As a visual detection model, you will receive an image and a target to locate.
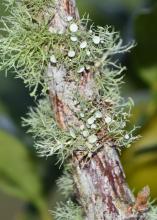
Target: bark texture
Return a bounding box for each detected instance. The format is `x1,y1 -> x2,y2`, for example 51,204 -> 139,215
47,0 -> 149,220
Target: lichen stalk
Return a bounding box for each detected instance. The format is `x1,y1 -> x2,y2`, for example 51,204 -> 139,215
0,0 -> 152,220
45,0 -> 148,220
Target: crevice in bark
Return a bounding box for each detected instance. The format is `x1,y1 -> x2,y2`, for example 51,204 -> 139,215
47,0 -> 149,220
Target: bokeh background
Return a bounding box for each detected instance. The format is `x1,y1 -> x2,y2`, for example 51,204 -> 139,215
0,0 -> 157,220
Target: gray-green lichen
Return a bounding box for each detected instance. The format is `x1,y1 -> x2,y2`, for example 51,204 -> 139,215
0,0 -> 136,161
52,200 -> 83,220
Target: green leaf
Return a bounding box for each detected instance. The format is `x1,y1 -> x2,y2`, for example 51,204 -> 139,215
0,130 -> 42,203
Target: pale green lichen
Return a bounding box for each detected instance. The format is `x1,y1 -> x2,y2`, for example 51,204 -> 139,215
57,170 -> 74,198
51,200 -> 84,220
146,205 -> 157,220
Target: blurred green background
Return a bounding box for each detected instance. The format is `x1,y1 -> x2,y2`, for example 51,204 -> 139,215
0,0 -> 157,220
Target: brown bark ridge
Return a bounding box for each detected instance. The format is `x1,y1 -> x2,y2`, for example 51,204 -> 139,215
47,0 -> 149,220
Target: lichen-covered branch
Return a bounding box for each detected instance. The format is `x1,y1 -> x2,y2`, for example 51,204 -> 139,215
0,0 -> 152,220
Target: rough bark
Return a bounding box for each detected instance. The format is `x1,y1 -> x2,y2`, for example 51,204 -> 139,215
47,0 -> 149,220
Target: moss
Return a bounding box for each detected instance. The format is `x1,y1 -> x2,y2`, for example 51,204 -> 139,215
52,200 -> 83,220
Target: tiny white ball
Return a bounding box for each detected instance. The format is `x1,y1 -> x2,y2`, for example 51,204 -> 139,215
80,125 -> 85,130
68,50 -> 75,58
50,55 -> 57,63
87,117 -> 95,125
70,23 -> 78,32
80,41 -> 87,49
105,116 -> 112,124
88,134 -> 98,144
49,26 -> 54,33
70,36 -> 78,42
93,36 -> 101,44
82,130 -> 89,137
80,112 -> 84,118
91,124 -> 96,129
95,111 -> 102,118
67,16 -> 73,21
86,50 -> 90,56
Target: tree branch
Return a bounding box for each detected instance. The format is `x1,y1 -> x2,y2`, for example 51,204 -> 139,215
47,0 -> 149,220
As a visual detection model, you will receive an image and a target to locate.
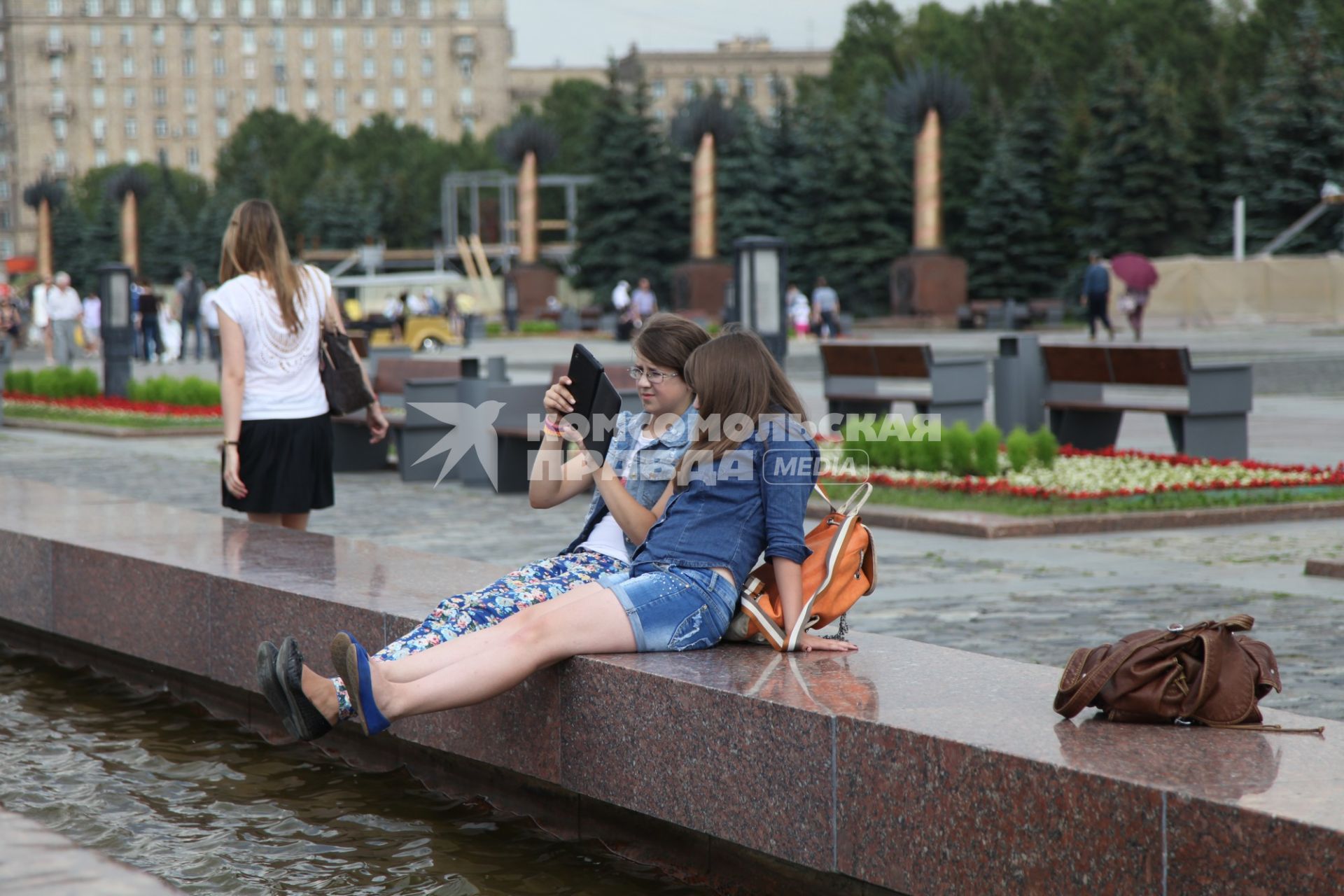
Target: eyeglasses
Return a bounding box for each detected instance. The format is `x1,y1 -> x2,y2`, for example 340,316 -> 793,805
626,367 -> 676,386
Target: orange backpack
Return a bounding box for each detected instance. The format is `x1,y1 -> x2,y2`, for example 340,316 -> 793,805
723,482 -> 878,650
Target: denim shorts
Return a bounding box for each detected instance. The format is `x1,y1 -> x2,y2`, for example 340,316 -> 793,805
598,563 -> 738,653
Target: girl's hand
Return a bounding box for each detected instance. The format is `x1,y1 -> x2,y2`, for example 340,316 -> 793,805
542,376 -> 574,419
798,634 -> 859,653
225,444 -> 247,501
364,402 -> 387,444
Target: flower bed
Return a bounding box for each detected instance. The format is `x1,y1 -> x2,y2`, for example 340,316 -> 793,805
4,392 -> 223,426
827,446 -> 1344,501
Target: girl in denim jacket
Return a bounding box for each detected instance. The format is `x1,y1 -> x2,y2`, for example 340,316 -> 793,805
319,328 -> 856,735
257,314 -> 710,740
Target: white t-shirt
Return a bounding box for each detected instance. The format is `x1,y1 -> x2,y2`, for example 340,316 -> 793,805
215,265 -> 330,421
580,435 -> 657,563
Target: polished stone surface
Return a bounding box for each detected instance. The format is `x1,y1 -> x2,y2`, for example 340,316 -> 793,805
0,478 -> 1344,892
0,810 -> 181,896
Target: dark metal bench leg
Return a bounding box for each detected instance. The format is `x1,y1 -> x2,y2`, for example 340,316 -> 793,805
1050,408 -> 1125,451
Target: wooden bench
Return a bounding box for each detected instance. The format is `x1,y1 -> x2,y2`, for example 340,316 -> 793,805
1040,345 -> 1252,459
821,340 -> 989,428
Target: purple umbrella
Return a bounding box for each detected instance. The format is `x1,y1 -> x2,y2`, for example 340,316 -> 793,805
1110,253 -> 1157,289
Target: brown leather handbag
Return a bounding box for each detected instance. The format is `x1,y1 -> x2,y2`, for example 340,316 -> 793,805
1055,614 -> 1324,734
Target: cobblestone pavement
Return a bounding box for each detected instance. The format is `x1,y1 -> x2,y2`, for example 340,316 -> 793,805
0,430 -> 1344,720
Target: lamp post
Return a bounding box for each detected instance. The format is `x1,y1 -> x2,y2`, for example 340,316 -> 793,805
731,237 -> 789,365
98,263 -> 136,398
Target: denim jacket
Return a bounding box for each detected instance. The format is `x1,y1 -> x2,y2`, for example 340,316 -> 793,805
564,406 -> 697,556
630,416 -> 820,589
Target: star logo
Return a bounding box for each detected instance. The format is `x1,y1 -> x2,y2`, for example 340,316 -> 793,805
410,402 -> 504,491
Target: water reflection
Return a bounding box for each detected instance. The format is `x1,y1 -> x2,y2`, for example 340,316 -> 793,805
0,648 -> 704,896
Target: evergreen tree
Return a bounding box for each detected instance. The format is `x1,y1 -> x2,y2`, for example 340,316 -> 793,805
715,97 -> 783,252
962,71 -> 1067,300
574,73 -> 691,297
794,85 -> 910,314
1077,36 -> 1204,255
1230,4 -> 1344,253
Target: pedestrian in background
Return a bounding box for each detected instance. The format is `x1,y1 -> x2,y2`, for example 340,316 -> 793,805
1075,253 -> 1116,340
46,272 -> 83,367
215,199 -> 387,529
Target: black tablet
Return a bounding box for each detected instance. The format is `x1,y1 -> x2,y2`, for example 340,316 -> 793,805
566,344 -> 621,461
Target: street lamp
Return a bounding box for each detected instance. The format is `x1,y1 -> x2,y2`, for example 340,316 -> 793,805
98,263 -> 136,398
726,237 -> 789,364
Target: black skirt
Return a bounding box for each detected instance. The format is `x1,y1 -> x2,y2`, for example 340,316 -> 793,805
220,414 -> 335,513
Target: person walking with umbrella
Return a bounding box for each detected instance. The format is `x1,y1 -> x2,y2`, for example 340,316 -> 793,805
1110,253 -> 1157,342
1079,251 -> 1116,340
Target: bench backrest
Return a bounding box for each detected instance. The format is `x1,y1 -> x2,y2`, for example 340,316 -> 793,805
1040,345 -> 1189,386
374,357 -> 462,395
821,341 -> 929,379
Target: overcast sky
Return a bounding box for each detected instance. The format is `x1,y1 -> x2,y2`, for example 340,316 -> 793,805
508,0 -> 976,66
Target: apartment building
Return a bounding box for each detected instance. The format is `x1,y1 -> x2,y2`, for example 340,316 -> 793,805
0,0 -> 512,258
510,38 -> 831,121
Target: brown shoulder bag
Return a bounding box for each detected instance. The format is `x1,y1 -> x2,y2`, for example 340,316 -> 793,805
1055,614 -> 1324,734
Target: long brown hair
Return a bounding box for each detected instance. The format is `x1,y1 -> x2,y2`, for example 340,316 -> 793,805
677,323 -> 806,482
219,199 -> 312,333
633,313 -> 710,374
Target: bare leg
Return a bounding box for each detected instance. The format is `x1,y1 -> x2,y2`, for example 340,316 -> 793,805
370,583 -> 634,719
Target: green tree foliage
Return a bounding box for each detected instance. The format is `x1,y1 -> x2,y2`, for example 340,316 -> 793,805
574,75 -> 691,295
964,71 -> 1067,300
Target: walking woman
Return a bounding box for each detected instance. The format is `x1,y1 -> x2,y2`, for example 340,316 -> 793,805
257,314 -> 710,740
215,199 -> 387,529
262,328 -> 855,735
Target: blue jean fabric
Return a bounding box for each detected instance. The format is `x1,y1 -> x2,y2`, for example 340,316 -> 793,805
598,563 -> 738,653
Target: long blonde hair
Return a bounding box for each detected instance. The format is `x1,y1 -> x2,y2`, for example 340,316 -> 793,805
219,199 -> 312,333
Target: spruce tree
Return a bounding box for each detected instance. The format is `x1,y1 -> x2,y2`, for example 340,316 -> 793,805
1230,4 -> 1344,253
574,74 -> 691,298
962,70 -> 1067,301
1075,36 -> 1203,255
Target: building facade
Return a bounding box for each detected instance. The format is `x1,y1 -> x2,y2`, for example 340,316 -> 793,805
0,0 -> 512,258
510,38 -> 831,121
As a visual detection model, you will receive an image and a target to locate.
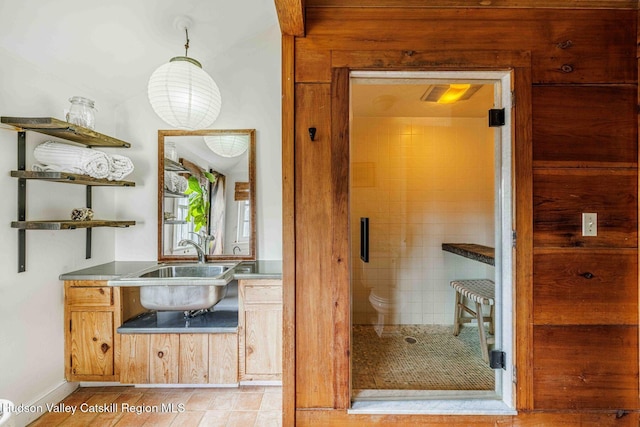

========================================

Task instructions.
Reproduce the part of the records that opens with the line containing "Target: bench backrest" and closes with the line containing "633,313 -> 710,374", requests included. Multiply every bounding-box coordinate in the answers by 0.7 and round each result to a whole number, with halves rounded up, but leave the numbers in the requests and their format samples unchanged.

Answer to the exercise.
Target: bench backrest
Return a bounding box for each detected instance. The format is `x1,y1 -> x2,y2`, for example 340,316 -> 793,805
728,242 -> 832,270
262,250 -> 323,277
575,239 -> 650,265
Target: overcast sky
Return a bounding box for each detected instance. The format is `x1,y1 -> x2,y2`, for example 340,316 -> 793,805
356,0 -> 683,46
Target: apartment building
Return a bounding box for each detected instance. The format is `x1,y1 -> x2,y2`, for example 340,316 -> 793,805
0,0 -> 358,181
357,27 -> 582,85
Target: brown shoulder bag
Return a bounding box for each detected instance. The format is `x1,y1 -> x2,y2`, for example 340,316 -> 793,805
739,430 -> 927,514
Target: long brown hair
Return a bounding box for each detected instance. The format is `x1,y1 -> x2,y2`, for example 340,316 -> 793,805
474,226 -> 564,337
153,139 -> 218,233
443,219 -> 497,262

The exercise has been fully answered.